Task directions: From the first line to the last, copy the listing below word for word.

Exercise material:
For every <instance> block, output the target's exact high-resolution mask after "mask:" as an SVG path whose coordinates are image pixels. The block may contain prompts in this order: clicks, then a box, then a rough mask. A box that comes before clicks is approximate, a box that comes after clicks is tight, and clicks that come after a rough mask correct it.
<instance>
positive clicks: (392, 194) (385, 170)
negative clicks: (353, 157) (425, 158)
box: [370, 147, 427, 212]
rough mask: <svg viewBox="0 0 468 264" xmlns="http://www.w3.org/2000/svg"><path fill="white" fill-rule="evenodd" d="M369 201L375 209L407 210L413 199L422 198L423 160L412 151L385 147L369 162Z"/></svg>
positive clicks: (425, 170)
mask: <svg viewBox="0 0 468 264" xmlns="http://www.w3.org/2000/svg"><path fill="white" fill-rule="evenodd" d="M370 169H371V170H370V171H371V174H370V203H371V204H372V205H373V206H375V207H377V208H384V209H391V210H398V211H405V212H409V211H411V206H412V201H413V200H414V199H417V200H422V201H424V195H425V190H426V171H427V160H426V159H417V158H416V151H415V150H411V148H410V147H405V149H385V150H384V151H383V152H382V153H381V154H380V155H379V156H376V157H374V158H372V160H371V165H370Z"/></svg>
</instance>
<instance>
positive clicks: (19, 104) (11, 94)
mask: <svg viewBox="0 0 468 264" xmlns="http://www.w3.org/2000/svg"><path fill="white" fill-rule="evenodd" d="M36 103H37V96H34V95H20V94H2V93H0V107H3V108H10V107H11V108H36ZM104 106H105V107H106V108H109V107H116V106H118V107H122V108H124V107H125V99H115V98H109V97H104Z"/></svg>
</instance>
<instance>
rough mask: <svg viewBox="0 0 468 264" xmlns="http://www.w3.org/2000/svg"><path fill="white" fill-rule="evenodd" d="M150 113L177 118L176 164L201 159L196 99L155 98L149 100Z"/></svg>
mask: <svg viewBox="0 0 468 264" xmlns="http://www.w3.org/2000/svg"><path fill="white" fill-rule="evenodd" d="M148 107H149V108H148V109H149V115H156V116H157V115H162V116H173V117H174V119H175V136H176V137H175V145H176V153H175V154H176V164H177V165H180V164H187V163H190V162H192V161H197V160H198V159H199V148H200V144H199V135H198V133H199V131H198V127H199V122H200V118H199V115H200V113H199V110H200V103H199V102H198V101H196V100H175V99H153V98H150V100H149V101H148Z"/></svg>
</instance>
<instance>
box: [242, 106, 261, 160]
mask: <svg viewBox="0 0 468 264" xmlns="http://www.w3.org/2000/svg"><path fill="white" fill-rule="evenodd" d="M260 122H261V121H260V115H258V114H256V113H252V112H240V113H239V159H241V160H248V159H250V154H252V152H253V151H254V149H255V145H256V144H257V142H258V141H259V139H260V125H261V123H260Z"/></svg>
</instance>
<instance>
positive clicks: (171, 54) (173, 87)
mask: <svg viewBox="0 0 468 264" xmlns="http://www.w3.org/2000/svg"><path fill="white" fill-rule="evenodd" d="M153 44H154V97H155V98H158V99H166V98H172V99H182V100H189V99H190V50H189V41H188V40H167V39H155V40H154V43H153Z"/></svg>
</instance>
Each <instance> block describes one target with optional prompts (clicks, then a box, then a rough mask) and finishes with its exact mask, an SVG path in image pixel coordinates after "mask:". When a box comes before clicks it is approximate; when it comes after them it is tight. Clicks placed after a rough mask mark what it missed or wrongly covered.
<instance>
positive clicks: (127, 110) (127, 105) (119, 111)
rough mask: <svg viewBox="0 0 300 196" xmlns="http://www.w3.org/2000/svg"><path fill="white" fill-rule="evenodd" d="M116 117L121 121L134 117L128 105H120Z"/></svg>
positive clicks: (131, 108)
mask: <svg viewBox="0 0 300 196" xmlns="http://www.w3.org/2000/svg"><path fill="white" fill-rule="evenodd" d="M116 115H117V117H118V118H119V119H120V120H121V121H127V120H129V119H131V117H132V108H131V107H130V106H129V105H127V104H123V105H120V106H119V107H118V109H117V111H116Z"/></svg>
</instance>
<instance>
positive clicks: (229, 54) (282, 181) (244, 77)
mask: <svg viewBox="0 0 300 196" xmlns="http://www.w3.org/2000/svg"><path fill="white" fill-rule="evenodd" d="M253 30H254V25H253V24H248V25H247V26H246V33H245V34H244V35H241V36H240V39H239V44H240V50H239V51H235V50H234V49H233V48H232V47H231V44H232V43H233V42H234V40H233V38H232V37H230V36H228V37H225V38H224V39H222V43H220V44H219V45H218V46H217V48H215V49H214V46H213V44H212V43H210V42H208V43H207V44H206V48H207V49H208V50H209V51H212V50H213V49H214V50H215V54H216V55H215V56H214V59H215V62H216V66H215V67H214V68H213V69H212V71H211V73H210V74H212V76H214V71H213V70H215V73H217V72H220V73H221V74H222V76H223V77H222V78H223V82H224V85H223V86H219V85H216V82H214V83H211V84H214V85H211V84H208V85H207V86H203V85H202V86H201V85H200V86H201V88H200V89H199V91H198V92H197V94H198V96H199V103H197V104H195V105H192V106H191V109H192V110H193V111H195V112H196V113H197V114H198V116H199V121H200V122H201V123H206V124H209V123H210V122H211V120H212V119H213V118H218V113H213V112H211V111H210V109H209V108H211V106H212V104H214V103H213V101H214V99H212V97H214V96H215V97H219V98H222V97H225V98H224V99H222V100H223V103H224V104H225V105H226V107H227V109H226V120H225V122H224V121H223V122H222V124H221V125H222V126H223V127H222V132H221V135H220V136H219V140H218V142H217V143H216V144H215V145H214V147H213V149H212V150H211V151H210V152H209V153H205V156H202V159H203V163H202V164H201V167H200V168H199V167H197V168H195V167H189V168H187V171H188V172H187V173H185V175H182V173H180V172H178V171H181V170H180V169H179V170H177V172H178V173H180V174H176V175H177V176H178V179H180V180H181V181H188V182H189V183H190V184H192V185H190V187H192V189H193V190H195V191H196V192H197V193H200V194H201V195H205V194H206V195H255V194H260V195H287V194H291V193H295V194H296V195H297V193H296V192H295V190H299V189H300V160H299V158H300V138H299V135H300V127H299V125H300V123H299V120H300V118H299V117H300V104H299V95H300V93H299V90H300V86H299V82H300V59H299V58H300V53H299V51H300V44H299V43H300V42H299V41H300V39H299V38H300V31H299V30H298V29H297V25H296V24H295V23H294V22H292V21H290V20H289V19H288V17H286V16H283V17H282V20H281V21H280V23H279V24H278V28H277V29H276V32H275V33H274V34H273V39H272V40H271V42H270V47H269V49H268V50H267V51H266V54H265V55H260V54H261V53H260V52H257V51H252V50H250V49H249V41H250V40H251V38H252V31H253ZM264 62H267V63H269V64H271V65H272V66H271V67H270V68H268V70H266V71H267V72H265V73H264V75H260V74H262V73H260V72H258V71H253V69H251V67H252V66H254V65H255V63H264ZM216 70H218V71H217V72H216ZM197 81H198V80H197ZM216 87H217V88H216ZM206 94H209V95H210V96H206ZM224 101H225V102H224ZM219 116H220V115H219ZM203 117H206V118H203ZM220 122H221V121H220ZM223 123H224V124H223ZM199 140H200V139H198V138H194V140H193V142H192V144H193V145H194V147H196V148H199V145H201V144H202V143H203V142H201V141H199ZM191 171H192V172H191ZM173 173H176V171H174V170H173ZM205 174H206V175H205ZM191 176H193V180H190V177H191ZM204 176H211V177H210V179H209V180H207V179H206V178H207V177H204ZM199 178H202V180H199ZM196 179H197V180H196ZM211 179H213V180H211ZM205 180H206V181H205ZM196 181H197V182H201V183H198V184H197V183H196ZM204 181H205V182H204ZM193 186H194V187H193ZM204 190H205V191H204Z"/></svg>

Your response:
For every <instance> block, output the target's exact high-resolution mask after "mask:" as an SVG path whose coordinates are image pixels. The block may contain prompts in this order: clicks, then a box, then a rough mask. A box that comes before clicks is approximate, a box that comes after clicks is tight, and clicks that come after a rough mask correct it.
<instance>
positive clicks: (392, 194) (385, 170)
negative clicks: (353, 157) (425, 158)
box: [370, 147, 427, 212]
rough mask: <svg viewBox="0 0 468 264" xmlns="http://www.w3.org/2000/svg"><path fill="white" fill-rule="evenodd" d="M369 201L375 209L407 210L413 199L422 198L423 160L412 151L385 147L369 162Z"/></svg>
positive clicks: (425, 170)
mask: <svg viewBox="0 0 468 264" xmlns="http://www.w3.org/2000/svg"><path fill="white" fill-rule="evenodd" d="M370 169H371V170H370V171H371V174H370V203H371V204H372V205H373V206H375V207H377V208H384V209H391V210H398V211H405V212H409V211H411V206H412V201H413V200H414V199H417V200H422V201H424V195H425V190H426V171H427V160H426V159H417V158H416V151H415V150H411V148H410V147H405V149H385V150H384V151H383V152H382V153H381V154H380V155H379V156H376V157H374V158H372V160H371V165H370Z"/></svg>
</instance>
<instance>
positive clicks: (19, 104) (11, 94)
mask: <svg viewBox="0 0 468 264" xmlns="http://www.w3.org/2000/svg"><path fill="white" fill-rule="evenodd" d="M36 103H37V96H34V95H20V94H2V93H0V107H3V108H10V107H11V108H36ZM104 106H105V107H106V108H109V107H116V106H118V107H122V108H124V107H125V99H115V98H109V97H104Z"/></svg>
</instance>
<instance>
rough mask: <svg viewBox="0 0 468 264" xmlns="http://www.w3.org/2000/svg"><path fill="white" fill-rule="evenodd" d="M150 113L177 118L176 164L201 159L196 99L155 98L149 100Z"/></svg>
mask: <svg viewBox="0 0 468 264" xmlns="http://www.w3.org/2000/svg"><path fill="white" fill-rule="evenodd" d="M148 107H149V108H148V109H149V115H156V116H157V115H162V116H173V117H174V119H175V136H176V137H175V145H176V153H175V154H176V164H177V165H180V164H187V163H190V162H192V161H197V160H198V159H199V148H200V144H199V135H198V133H199V131H198V127H199V122H200V118H199V115H200V113H199V110H200V103H199V102H198V101H196V100H175V99H153V98H150V100H149V101H148Z"/></svg>
</instance>
<instance>
box: [242, 106, 261, 160]
mask: <svg viewBox="0 0 468 264" xmlns="http://www.w3.org/2000/svg"><path fill="white" fill-rule="evenodd" d="M260 122H261V121H260V115H258V114H256V113H252V112H240V113H239V159H241V160H248V159H250V154H252V152H253V151H254V149H255V145H256V144H257V142H258V141H259V139H260V125H261V123H260Z"/></svg>
</instance>
<instance>
positive clicks: (171, 54) (173, 87)
mask: <svg viewBox="0 0 468 264" xmlns="http://www.w3.org/2000/svg"><path fill="white" fill-rule="evenodd" d="M153 44H154V97H155V98H158V99H166V98H172V99H182V100H189V99H190V50H189V41H188V40H167V39H155V40H154V43H153Z"/></svg>
</instance>
Each <instance> block describes one target with optional prompts (clicks, then a box, then a rough mask) and finishes with its exact mask, an SVG path in image pixel coordinates after "mask:". When a box comes before clicks it is approximate; when it comes after them it is tight. Clicks placed after a rough mask mark what it missed or wrongly covered.
<instance>
positive clicks: (127, 110) (127, 105) (119, 111)
rough mask: <svg viewBox="0 0 300 196" xmlns="http://www.w3.org/2000/svg"><path fill="white" fill-rule="evenodd" d="M116 117L121 121L134 117L128 105H120Z"/></svg>
positive clicks: (131, 108)
mask: <svg viewBox="0 0 300 196" xmlns="http://www.w3.org/2000/svg"><path fill="white" fill-rule="evenodd" d="M116 115H117V117H118V118H119V119H120V120H121V121H127V120H129V119H131V117H132V108H131V107H130V106H129V105H127V104H123V105H120V106H119V107H118V109H117V111H116Z"/></svg>
</instance>
<instance>
positive clicks: (229, 54) (282, 181) (244, 77)
mask: <svg viewBox="0 0 300 196" xmlns="http://www.w3.org/2000/svg"><path fill="white" fill-rule="evenodd" d="M253 30H254V25H253V24H248V25H247V26H246V33H245V34H244V35H241V36H240V39H239V44H240V50H239V51H235V50H234V49H233V48H232V47H231V44H232V43H233V42H234V40H233V38H232V37H230V36H228V37H225V38H224V39H222V43H220V44H219V45H218V46H217V48H215V49H214V46H213V44H212V43H210V42H208V43H207V44H206V48H207V49H208V50H209V51H212V50H213V49H214V50H215V54H216V55H215V56H214V59H215V62H216V66H215V67H214V68H213V69H212V71H211V73H210V74H212V76H214V71H213V70H215V73H217V72H220V73H221V74H222V76H223V77H222V78H223V82H224V85H223V86H219V85H216V82H214V83H211V84H214V85H211V84H208V85H207V86H203V85H202V86H201V85H200V86H201V88H200V89H199V91H198V92H197V94H198V96H199V103H197V104H195V105H192V106H191V109H192V110H193V111H195V112H196V113H197V114H198V116H199V121H200V122H201V123H206V124H209V123H210V122H211V120H212V119H213V118H218V113H213V112H211V111H210V109H209V108H211V106H212V104H214V103H213V101H214V99H212V97H214V96H215V97H219V98H222V97H225V98H224V99H222V100H223V103H224V104H225V105H226V107H227V109H226V120H225V122H224V121H223V122H222V124H221V125H222V126H223V127H222V132H221V135H220V136H219V140H218V142H217V143H216V144H215V145H214V147H213V149H212V150H211V151H210V152H209V153H205V156H202V159H203V163H202V164H201V167H200V168H199V167H197V168H195V167H189V168H187V171H188V172H187V173H185V175H182V173H180V172H178V171H181V170H180V169H179V170H177V172H178V173H180V174H176V175H177V176H178V179H180V180H181V181H188V182H189V183H190V184H192V185H190V187H192V189H193V190H195V191H196V192H197V193H200V194H201V195H205V194H206V195H255V194H260V195H287V194H291V193H295V194H296V195H297V193H296V192H295V190H299V189H300V160H299V158H300V138H299V135H300V127H299V125H300V123H299V120H300V118H299V117H300V104H299V95H300V93H299V90H300V86H299V82H300V59H299V58H300V53H299V51H300V44H299V43H300V42H299V41H300V39H299V38H300V31H299V30H298V29H297V25H296V24H295V23H294V22H292V21H290V20H289V19H288V17H286V16H283V17H282V20H281V21H280V23H279V24H278V28H277V29H276V32H275V33H274V34H273V39H272V40H271V42H270V47H269V49H268V50H267V51H266V54H265V55H260V54H261V53H260V52H257V51H252V50H250V49H249V41H250V40H251V38H252V31H253ZM264 62H267V63H269V64H271V65H272V66H271V67H270V68H268V70H266V71H267V72H265V73H264V75H260V74H262V73H260V72H258V71H253V69H251V67H252V66H254V65H255V63H264ZM216 70H218V71H217V72H216ZM197 81H198V80H197ZM216 87H217V88H216ZM206 94H209V95H210V96H206ZM224 101H225V102H224ZM219 116H220V115H219ZM203 117H206V118H203ZM220 122H221V121H220ZM223 123H224V124H223ZM199 140H200V139H198V138H194V140H193V142H192V144H193V145H194V147H196V148H199V145H201V144H202V143H203V142H201V141H199ZM191 171H192V172H191ZM173 173H176V171H174V170H173ZM205 174H206V175H205ZM191 176H193V180H190V177H191ZM204 176H211V177H210V179H209V180H207V179H206V178H207V177H204ZM199 178H202V180H199ZM196 179H197V180H196ZM211 179H213V180H211ZM205 180H206V181H205ZM196 181H197V182H201V183H198V184H197V183H196ZM204 181H205V182H204ZM193 186H194V187H193ZM204 190H205V191H204Z"/></svg>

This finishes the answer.